▶ Selected passage:
<<<<

Expat Community in Tokyo: Meetup Opportunities for Foreigners
Poste date: Monday, December 9, 2019
If you’ve recently moved to Tokyo, you may not have yet gotten the chance to make friends or acquaintances. If you don’t speak Japanese on top of that, this can feel like a daunting task. Or, maybe you’re getting ready to move to Tokyo and are concerned about coming to a new country where you don’t know anyone at all. Expat life in Tokyo can be challenging and lonely without a community of people who speak your native language and who share a common cultural background and context. If this describes you, read on. We have some suggestions on where to go to begin making some connections for your new life in Tokyo through community meet-ups, online forums, and more.
Get Answers about Expat Life in Tokyo through Expat Forums
Online forums are a good place to go to get first-hand answers about questions on life in Japan. These forums can be a place for those getting ready to take on the expat life or those who have been in Tokyo for a lifetime. All manner of individuals frequent online forums and they can be the perfect place to ask and get answers to all the questions you won’t find in a guidebook or a simple search on Google. Below are a couple of good options to check out if you’re looking for a good place to start:
This site has a large network forum of active Tokyo expatriate users along with a number of sub-forums specific to different nationalities (e.g., American Expats in Tokyo forum, British Expats in Tokyo, Canadian Expats in Tokyo, etc.).
TICC (Tokyo International Communication committee) introduces local international social groups and associations in Tokyo.
Meeting Like-Minded Expats through Tokyo Meetup and Craigslist
When you’re ready to make a real-life human connection, you may need more than just online forums to build those relationships. The website Meetup.com can be used as a way for people who share an interest or life circumstance and also live in proximity to one another to easily connect and schedule in person, community meet-ups. There is every variety of meet-up community imaginable and the Network in Tokyo meet-up community is an active one with a number of members and a lot of activities scheduled. This would be a great way to get started in building relationships.
Some other ideas on how to find people and groups to connect with include Tokyo Craigslist or searching for "Tokyo expat" on Facebook. One thing to note with sites like these, exercise a reasonable amount of caution when first meeting up with people. Always meet in public places and bring a friend or two if you can.
The Tokyo American Club and Other Community Organizations
Another alternative to connecting with people online is to visit or join a social club or community organization. These organizations offer the convenience of having facilities of their own and regularly scheduled activities that you can join in without having to worry about trying to coordinate things yourself. Below are a couple of suggestions for expats:
The Tokyo American Club is one of the largest private clubs in Tokyo and is operated in the style of a traditional American private social club. It was founded in 1928 by American businessmen and has more than 3,500 members at present. It offers a comfortable environment for individuals from all nations to meet and socialize.

>>>>

▶ Items:
<<<<

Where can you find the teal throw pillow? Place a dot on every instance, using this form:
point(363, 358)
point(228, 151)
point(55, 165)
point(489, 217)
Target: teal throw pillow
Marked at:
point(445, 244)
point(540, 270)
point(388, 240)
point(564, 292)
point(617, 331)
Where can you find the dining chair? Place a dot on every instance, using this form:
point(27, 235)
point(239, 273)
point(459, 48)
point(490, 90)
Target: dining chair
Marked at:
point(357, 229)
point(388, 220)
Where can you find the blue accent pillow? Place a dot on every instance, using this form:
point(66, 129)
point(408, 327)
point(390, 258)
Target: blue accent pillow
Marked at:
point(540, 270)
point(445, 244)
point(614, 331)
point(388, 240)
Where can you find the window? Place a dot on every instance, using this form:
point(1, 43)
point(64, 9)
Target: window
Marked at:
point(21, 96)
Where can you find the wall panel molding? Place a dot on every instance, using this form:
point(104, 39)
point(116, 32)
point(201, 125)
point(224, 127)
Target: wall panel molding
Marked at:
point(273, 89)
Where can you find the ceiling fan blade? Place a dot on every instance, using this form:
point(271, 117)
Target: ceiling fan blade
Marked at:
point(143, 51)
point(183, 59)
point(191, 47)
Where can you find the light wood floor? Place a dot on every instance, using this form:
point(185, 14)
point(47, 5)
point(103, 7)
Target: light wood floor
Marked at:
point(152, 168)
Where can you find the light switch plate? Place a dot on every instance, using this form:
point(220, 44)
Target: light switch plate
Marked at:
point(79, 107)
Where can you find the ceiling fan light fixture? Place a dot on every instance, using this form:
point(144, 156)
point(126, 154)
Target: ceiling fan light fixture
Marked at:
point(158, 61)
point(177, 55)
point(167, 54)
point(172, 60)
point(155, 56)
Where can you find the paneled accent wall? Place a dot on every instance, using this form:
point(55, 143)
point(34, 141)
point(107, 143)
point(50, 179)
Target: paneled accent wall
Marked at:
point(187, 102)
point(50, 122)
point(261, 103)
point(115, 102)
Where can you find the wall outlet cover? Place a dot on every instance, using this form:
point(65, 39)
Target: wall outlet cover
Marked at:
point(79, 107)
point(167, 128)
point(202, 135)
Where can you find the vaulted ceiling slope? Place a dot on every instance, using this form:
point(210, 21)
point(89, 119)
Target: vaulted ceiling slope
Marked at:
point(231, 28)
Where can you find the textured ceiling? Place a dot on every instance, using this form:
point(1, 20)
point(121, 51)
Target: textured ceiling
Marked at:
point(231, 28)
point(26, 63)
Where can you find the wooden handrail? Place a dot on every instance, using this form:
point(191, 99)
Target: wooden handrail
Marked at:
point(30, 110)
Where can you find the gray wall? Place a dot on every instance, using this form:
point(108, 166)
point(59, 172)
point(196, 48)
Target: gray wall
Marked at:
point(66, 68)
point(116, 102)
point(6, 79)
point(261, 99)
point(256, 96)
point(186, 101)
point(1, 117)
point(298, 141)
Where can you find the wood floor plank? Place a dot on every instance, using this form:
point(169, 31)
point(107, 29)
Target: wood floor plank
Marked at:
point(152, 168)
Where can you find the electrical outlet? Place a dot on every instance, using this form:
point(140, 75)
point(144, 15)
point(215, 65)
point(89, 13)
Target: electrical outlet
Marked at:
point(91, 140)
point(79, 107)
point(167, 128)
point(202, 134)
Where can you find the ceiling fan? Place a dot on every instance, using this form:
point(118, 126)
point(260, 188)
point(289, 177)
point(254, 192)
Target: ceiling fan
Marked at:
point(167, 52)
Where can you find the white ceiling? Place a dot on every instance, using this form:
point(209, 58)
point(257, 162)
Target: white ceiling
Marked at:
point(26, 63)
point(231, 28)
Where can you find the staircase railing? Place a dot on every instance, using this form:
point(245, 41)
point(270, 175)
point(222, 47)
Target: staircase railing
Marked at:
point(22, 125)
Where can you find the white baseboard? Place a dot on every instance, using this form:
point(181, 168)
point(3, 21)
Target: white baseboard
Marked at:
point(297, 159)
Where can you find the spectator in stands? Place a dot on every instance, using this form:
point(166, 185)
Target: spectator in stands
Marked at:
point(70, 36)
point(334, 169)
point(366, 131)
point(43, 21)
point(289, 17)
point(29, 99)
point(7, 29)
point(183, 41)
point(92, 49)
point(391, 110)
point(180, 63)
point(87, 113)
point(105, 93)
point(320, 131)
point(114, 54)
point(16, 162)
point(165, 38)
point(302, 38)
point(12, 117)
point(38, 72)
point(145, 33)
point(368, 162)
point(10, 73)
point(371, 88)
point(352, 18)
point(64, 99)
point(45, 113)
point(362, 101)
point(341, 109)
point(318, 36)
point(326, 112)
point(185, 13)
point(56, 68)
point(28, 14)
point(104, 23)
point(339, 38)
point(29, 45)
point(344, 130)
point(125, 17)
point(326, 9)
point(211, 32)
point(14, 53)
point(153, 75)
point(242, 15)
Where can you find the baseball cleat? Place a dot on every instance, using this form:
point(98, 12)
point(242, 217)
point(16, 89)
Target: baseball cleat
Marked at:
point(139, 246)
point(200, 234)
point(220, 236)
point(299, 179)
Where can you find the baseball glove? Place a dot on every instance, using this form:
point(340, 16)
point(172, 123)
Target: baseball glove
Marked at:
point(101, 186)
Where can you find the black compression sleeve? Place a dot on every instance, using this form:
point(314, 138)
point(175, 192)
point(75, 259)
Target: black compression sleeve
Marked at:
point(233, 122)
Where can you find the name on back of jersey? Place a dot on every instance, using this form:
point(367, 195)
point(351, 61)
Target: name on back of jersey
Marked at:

>>>>

▶ Parts of the exercise:
(a) Answer these from the Tokyo expat article, one line each:
(i) What does TICC stand for?
(ii) In what year was the Tokyo American Club founded?
(iii) Which Meetup community in Tokyo does the article describe as an active one?
(b) Please list every nationality-specific sub-forum that the Tokyo expat article names as an example.

▶ Responses to the tasks:
(a)
(i) Tokyo International Communication committee
(ii) 1928
(iii) The Network in Tokyo meet-up community

(b)
American Expats in Tokyo forum
British Expats in Tokyo
Canadian Expats in Tokyo